-- BEGIN Given text --

Exploring Assembly Using C

If you have programmed in C for any length of time, you already know that your C code gets compiled down to assembly, then to machine code for whatever platform you are building for. What you may not have realized is that this lets you experiment with assembly by writing and half-compiling C. If you can get the compiler to stop right after it has written the assembly code, you can get in and see how it thought C constructs should be represented at the lowest level. Luckily, GCC's -S option does just that.

This is a very powerful learning tool if used properly. It can lead to a confusing mess if used improperly. Let's lay down some ground rules:

Know Your Compiler

GCC doesn't like you. Sure, it will compile your programs for you, and it rarely complains unless you do it wrong, but first and foremost, GCC is not out to please you; the job of the compiler is to produce machine code, not human-readable assembly. Its second priority is to produce the fastest, most efficient and most secure machine code possible.

Unfortunately, fast, efficient and secure code is not always the most comprehensible. Luckily for GCC, no human ever reads the code it generates. GCC can get away with all kinds of crazy optimizations because 99.9% of the world cares how well the resulting binary runs, not how clean its machine code is.

To illustrate this, let's write the same program, once in C, which we will compile down to assembly, and once in Intel assembly.

First, the assembly version:

.text
main:
    ret
$ gcc simple-asm.s -o simple-asm

Here is the C version:

int main(int argc, char **argv, char *env)
{
    return 0;
}
$ gcc simple-c.c -o simple-c

Run both of these programs and verify that they do, well, nothing. The $? shell variable should also be 0 after each binary runs.

Now it's time for some real fun. Let's see how GCC thinks we should write our assembly code to properly implement the C code from simple-c.c.

$ gcc -S simple-c.c -o simple-c.s

The simple-c.s file will contain the generated assembly we are looking for. Here's what I got:

.file "simple-c.c"
.text
    .globl  main
    .type   main, @function
main:
.LFB0:
    .cfi_startproc
    pushq   %rbp
    .cfi_def_cfa_offset 16
    .cfi_offset 6, -16
    movq    %rsp, %rbp
    .cfi_def_cfa_register 6
    movl    %edi, -4(%rbp)
    movq    %rsi, -16(%rbp)

-- END Given text --
-- BEGIN Data extract --

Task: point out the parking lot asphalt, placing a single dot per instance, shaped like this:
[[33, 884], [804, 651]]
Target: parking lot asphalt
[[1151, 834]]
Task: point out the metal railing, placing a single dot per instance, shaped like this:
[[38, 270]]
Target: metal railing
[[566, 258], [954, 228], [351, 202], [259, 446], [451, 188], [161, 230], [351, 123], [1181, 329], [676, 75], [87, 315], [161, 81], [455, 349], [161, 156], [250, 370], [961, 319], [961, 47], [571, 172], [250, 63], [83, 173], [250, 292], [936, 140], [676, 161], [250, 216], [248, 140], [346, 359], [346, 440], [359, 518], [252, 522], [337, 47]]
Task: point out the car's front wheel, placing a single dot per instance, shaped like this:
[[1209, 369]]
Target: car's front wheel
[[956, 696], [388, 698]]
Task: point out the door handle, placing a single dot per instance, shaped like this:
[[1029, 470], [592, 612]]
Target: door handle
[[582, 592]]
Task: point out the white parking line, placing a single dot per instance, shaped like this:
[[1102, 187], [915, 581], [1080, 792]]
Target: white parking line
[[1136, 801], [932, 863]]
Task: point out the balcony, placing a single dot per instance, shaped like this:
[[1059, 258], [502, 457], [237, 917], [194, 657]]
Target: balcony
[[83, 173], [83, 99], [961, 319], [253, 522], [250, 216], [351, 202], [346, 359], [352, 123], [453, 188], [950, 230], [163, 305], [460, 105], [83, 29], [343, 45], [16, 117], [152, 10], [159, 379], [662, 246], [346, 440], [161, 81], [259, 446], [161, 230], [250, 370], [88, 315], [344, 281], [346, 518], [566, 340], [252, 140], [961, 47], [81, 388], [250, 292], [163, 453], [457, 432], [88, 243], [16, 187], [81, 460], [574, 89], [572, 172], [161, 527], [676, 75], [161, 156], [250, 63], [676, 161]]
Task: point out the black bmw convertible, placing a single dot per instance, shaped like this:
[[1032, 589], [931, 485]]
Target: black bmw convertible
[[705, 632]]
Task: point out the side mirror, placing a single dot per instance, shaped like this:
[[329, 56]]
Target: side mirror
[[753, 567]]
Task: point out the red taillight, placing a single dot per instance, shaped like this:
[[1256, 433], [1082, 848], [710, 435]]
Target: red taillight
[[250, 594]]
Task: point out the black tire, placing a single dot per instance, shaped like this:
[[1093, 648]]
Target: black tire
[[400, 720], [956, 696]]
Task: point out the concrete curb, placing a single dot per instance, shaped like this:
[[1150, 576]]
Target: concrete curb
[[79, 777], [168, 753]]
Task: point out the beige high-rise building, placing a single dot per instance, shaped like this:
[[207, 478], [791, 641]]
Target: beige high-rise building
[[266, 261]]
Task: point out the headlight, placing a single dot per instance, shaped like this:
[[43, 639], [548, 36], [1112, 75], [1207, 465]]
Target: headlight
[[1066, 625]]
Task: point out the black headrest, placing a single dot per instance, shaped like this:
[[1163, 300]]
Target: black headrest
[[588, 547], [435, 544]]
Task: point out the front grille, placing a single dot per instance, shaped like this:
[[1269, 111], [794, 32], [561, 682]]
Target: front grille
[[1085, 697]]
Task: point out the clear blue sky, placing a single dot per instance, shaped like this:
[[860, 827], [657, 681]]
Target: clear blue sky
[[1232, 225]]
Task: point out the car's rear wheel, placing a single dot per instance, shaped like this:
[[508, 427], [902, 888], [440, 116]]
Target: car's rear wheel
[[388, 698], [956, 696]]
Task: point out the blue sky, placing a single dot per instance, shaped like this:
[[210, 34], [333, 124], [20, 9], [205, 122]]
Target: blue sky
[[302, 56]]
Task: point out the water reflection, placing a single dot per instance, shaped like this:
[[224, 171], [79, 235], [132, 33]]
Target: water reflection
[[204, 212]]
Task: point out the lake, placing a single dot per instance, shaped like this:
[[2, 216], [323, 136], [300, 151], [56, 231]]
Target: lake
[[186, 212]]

-- END Data extract --

Written exercise A - Which gcc commands, typed after a "$" prompt, appear in the page on exploring assembly using C?
Written exercise B - How would the paragraph of the page on exploring assembly using C that begins "GCC doesn't like you" read as a short bulleted list of its main points?

Exercise output A -
- gcc simple-asm.s -o simple-asm
- gcc simple-c.c -o simple-c
- gcc -S simple-c.c -o simple-c.s

Exercise output B -
- GCC compiles programs and rarely complains unless something is done wrong, but it is not out to please the user.
- The compiler's first job is to produce machine code, not human-readable assembly.
- Its second priority is to make that machine code as fast, efficient and secure as possible.